TEXTAUSZUG:
○ ○ ○
Verkehrte Welt

Verkehrte Welt

10/02/2021 0 Von Marison

Bei uns steht der klassische Familienalltag Kopf. Vieles ist bei uns einfach… anders. Ich sage nicht, dass es besser oder schlechter ist, es ist schlicht anders als erwartet. Es gibt eine Menge Dinge, die in anderen Familien nicht mal der Rede wert sind, aber für uns sehr viel Planung und Vorbereitung bedeuten, damit es einigermaßen friedlich und entspannt vonstatten geht. Andere Situationen wiederum, bei denen Eltern neurotypischer Kinder schon beim Gedanken daran Schweißausbrüche bekommen, laufen hier so easy ab, dass wir es selbst kaum fassen können. Nicht alles ist typisch für eine Autismusspektrumstörung. Vieles ist sicher auch einfach Charakter.

Hauptsache lang!
○ ○ ○
AUFGABE A: Listen Sie aus dem Blogbeitrag über den Familienalltag alle Wörter auf, mit denen der Satz, der mit „Ich sage nicht“ beginnt, den eigenen Alltag einordnet oder eine Einordnung zurückweist.
AUFGABE B: Warum bedeuten laut dem Blogbeitrag über den Familienalltag manche alltäglichen Dinge für diese Familie viel Planung und Vorbereitung?
AUFGABE C: Schreiben Sie den Blogbeitrag über den Familienalltag im Anschluss an die Zeile „Hauptsache lang!“ fort.

[Gespeicherte Einträge]
○ ○ ○
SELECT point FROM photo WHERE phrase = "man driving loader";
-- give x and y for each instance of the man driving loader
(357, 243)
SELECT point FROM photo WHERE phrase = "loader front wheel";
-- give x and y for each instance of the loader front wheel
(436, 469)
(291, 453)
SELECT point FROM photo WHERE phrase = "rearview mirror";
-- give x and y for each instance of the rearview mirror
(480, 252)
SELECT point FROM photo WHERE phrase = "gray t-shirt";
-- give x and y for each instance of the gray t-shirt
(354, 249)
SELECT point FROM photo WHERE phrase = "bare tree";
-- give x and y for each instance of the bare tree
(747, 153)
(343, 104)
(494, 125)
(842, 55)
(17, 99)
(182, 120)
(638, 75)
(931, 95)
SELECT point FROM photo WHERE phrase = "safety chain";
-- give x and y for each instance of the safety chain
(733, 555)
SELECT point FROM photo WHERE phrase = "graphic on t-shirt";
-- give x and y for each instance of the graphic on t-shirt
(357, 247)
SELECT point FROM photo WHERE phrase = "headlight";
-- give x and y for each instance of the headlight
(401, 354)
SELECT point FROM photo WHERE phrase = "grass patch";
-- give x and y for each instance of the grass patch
○ ○ ○
LÖSUNG A: besser, schlechter, anders

LÖSUNG B: Die Planung und Vorbereitung sind nötig, damit diese Dinge einigermaßen friedlich und entspannt vonstattengehen. Für andere Familien sind dieselben Dinge dagegen nicht einmal der Rede wert.

LÖSUNG C:
Let’s talk Urlaub. Einmal im Jahr zieht es uns ans Meer. Und weil es relativ wenig Meer in Österreich gibt, müssen wir reisen. Das mit dem Reisen ist aber auch so eine Sache, denn das Ziel muss mit dem Auto erreichbar sein. Ich schiebe gern den Hund als Grund vor (eine Flugreise? Kann man doch keinem Hund antun, in einer Box im Laderaum! Nein, kommt gar nicht in Frage!), aber tatsächlich bin ich diejenige, für die es nicht in Frage kommt, in einen fliegenden Metallhaufen zu steigen. Allein der Gedanke daran macht mich panisch. Ollie hat’s auch nicht so mit dem Fliegen. Gut, dann eben kein Urlaub in Thailand. Kontinental-Europa ist auch schön.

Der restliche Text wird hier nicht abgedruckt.